Short exercise ▸ Beginning with the line that holds "of the short", set down each line of the data below through the very last, exactly as given, and nothing beyond that.

The input ▸
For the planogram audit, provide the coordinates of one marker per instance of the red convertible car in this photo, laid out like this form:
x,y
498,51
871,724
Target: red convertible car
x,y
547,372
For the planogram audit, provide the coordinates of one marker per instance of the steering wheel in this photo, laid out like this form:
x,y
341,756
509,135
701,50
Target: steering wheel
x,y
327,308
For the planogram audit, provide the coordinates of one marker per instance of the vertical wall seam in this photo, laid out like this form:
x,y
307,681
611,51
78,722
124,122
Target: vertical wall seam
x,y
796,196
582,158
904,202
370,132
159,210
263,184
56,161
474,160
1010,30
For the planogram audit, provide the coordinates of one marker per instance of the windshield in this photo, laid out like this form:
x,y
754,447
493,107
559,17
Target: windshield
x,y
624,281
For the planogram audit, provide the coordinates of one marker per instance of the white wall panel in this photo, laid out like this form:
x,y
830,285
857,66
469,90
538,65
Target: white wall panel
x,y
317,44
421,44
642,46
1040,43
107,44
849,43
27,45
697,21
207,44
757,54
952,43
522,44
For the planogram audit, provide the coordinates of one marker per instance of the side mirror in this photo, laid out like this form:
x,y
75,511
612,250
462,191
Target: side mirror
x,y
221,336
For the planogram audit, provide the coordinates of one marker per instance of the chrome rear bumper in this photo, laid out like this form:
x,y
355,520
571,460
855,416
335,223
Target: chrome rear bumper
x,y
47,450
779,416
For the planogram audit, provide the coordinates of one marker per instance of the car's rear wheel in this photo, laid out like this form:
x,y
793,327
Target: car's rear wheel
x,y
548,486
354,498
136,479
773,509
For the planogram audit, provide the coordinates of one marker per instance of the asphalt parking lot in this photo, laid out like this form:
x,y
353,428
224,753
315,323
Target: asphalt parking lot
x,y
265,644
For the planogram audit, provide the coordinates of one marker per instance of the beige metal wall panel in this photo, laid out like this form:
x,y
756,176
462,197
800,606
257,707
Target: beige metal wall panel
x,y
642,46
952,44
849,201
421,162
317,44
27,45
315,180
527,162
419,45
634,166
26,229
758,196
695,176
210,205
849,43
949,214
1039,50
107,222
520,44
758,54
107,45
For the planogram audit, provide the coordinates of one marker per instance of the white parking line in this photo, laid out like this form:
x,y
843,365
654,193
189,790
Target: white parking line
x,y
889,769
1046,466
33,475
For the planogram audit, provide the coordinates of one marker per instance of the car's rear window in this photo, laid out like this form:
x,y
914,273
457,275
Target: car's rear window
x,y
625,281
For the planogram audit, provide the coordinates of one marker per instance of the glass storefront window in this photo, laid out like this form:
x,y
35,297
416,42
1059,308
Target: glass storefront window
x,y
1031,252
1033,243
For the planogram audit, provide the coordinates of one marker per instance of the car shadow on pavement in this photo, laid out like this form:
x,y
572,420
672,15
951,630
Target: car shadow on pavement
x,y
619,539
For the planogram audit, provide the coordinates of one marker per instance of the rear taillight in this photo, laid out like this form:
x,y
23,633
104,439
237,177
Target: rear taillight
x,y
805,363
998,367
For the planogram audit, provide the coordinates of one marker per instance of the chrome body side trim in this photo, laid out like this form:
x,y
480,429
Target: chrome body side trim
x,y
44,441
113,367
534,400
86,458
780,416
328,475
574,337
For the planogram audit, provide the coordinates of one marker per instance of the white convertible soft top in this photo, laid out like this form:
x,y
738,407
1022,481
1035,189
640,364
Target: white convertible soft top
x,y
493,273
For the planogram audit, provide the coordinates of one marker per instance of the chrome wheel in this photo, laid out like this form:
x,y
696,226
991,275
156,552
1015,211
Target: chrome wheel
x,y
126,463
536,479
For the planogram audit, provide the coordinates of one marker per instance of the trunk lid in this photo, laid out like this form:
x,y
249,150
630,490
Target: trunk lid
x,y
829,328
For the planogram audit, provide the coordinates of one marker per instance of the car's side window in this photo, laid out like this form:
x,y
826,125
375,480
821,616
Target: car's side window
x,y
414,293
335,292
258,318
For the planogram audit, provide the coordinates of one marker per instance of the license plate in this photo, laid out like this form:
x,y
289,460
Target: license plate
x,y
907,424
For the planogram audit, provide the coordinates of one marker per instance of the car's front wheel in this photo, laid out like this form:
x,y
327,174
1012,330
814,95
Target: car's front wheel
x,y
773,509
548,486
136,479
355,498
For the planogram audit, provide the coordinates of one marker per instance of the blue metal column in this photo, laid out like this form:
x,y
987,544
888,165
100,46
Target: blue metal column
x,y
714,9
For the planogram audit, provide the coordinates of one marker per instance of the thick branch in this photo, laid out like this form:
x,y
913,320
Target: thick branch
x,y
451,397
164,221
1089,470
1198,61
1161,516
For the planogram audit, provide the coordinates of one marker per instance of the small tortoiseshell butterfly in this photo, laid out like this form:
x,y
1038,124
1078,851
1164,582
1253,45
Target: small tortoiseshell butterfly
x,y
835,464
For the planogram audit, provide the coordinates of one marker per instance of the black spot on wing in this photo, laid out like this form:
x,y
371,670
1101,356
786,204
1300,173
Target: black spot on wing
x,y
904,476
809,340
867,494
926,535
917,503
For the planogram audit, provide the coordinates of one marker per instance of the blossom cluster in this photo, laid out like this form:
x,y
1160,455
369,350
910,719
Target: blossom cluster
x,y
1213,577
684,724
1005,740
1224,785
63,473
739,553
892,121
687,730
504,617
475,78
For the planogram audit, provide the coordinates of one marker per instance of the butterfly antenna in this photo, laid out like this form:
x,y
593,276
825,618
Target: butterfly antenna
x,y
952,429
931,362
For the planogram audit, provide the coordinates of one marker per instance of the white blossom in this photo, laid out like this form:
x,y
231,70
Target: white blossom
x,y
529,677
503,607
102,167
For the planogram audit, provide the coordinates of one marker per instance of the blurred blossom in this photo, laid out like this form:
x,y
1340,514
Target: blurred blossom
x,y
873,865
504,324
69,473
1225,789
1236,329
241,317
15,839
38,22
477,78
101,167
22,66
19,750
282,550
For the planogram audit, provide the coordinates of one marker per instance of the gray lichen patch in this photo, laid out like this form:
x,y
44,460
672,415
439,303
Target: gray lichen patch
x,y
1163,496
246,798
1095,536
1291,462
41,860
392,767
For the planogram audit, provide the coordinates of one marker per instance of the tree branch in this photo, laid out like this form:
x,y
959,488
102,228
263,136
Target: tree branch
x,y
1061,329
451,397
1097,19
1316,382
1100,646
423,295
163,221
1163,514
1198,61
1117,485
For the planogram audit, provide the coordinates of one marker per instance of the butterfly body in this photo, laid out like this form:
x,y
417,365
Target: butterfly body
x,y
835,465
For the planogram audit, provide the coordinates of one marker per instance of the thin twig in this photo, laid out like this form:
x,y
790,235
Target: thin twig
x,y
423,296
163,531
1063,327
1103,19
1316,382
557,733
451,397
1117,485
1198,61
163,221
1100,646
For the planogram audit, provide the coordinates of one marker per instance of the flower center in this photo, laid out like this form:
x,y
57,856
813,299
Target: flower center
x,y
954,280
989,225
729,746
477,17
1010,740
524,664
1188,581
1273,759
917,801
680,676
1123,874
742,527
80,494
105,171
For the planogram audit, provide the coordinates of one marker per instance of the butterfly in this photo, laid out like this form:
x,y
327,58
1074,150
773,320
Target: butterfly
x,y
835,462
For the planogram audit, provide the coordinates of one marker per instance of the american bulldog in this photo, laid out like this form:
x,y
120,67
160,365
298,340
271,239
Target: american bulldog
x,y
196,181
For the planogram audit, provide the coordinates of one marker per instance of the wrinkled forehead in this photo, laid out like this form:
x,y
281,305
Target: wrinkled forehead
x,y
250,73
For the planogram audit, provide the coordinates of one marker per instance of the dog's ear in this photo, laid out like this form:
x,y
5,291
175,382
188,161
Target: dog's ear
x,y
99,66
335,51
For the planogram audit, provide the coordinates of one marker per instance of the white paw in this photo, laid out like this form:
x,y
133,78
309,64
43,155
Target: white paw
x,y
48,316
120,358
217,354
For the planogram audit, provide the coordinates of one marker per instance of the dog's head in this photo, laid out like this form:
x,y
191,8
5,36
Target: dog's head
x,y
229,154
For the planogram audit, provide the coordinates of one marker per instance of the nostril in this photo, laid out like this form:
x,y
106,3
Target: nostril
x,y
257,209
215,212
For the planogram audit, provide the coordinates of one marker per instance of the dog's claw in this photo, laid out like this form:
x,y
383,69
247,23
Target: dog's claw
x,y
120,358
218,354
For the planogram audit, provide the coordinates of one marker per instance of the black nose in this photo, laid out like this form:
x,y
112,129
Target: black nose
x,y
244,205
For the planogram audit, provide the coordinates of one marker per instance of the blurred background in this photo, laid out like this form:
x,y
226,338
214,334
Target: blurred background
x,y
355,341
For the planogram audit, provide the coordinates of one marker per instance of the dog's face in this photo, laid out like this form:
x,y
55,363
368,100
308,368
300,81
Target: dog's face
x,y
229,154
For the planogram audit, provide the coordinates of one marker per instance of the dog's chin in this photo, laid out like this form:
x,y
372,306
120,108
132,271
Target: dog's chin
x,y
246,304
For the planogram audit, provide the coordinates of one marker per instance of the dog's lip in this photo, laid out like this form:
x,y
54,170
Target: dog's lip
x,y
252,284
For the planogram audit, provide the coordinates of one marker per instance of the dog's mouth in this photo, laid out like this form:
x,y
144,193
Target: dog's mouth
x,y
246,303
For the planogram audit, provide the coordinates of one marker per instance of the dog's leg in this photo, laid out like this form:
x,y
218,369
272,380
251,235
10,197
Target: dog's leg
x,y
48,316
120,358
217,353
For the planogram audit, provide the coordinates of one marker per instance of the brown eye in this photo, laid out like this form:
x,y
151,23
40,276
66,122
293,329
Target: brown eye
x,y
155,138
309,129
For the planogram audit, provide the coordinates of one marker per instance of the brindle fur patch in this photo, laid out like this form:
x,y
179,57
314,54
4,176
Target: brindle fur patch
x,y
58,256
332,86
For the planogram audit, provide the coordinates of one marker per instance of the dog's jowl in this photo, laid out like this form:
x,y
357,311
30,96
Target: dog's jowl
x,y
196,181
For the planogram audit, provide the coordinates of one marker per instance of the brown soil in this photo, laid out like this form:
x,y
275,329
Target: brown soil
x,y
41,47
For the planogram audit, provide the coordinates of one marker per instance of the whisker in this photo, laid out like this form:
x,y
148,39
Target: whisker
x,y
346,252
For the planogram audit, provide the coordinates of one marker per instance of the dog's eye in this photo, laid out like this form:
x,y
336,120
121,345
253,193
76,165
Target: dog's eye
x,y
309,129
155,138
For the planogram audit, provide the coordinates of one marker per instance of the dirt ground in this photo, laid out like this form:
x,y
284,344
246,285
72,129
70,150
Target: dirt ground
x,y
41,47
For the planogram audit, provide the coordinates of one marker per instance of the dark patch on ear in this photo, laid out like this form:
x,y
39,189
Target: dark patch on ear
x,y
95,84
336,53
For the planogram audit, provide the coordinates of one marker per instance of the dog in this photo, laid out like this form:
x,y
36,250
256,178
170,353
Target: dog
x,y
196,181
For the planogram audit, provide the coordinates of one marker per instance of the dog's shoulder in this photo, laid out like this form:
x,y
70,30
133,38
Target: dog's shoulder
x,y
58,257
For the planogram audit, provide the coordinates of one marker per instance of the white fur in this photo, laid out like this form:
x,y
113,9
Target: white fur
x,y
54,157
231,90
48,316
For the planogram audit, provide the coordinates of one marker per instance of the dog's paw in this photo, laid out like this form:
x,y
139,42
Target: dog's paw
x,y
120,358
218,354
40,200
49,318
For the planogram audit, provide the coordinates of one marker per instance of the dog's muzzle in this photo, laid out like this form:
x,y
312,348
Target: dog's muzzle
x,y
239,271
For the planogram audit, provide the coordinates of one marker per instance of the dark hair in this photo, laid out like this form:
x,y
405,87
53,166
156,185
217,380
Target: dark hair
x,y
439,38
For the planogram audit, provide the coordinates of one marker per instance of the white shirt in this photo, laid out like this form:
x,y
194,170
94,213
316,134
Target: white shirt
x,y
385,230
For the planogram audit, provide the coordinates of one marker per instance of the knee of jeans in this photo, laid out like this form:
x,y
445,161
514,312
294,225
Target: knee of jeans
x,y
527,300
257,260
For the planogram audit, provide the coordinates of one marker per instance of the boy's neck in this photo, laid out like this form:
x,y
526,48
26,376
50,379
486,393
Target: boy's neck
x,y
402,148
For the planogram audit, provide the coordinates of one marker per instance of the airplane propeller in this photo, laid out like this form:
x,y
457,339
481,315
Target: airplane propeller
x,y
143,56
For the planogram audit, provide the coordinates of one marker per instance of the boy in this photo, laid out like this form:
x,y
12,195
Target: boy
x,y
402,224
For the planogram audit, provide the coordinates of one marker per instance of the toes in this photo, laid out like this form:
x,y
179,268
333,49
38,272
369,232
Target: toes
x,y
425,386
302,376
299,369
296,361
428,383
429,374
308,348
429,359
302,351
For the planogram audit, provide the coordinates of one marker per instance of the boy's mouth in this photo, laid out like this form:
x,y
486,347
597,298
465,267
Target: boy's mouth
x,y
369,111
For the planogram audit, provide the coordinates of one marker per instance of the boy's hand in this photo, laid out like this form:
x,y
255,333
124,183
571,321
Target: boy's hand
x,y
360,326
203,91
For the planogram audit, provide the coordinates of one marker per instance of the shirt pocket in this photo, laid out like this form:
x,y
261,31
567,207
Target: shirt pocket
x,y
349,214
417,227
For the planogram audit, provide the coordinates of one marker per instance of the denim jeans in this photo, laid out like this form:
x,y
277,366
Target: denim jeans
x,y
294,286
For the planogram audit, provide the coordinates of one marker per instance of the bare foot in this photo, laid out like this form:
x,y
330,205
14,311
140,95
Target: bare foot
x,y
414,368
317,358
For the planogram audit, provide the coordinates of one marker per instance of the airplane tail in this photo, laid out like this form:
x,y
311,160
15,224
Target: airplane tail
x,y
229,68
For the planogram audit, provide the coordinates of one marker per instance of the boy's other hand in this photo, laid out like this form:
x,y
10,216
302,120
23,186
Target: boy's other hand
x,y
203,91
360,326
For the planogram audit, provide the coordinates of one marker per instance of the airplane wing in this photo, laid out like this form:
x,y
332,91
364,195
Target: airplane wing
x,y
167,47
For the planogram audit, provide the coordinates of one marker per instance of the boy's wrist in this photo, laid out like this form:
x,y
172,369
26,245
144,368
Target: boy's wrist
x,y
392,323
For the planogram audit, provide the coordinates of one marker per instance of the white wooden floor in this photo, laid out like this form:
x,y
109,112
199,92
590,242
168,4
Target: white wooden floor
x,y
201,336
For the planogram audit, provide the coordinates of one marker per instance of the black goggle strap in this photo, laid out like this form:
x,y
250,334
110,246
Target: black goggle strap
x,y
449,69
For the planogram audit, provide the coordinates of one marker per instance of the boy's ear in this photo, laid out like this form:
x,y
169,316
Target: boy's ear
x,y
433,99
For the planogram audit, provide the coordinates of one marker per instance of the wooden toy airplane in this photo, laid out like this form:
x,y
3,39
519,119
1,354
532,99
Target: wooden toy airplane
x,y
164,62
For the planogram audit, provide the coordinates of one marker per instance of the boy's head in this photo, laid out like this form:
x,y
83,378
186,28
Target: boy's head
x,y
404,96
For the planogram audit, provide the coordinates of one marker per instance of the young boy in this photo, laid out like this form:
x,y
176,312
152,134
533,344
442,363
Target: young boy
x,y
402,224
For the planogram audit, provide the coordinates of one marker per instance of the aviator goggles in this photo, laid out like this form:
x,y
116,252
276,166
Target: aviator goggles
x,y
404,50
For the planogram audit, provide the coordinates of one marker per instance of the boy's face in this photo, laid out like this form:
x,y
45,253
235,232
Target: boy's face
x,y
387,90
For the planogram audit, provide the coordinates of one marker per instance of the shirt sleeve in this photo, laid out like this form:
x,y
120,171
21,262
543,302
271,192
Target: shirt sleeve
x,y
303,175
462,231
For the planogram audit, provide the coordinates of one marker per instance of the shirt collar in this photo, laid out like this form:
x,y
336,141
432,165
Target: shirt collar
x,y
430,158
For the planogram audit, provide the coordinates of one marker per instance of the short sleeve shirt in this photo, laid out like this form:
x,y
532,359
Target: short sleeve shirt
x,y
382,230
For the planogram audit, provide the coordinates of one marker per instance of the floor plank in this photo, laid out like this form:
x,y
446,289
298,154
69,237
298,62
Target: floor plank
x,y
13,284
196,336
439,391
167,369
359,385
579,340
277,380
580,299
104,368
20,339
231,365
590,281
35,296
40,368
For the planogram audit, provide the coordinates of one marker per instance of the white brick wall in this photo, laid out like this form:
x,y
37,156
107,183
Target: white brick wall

The response ▸
For the planogram audit, provide the coordinates of one marker per instance of the short sleeve shirt in this photo, laid out like this form:
x,y
532,359
Target: short sleeve shirt
x,y
382,230
For the planogram audit, provide the coordinates of one marker per instance of the floor plank in this photo, laid out like this form:
x,y
446,289
298,154
69,237
298,62
Target: floor plank
x,y
13,284
196,336
439,391
167,369
359,385
579,340
277,380
580,299
104,368
20,339
231,365
590,281
35,296
40,368
For the planogram audit, provide the coordinates of one marker per instance of the white brick wall in this photo, laid out like this form:
x,y
37,156
107,183
Target: white brick wall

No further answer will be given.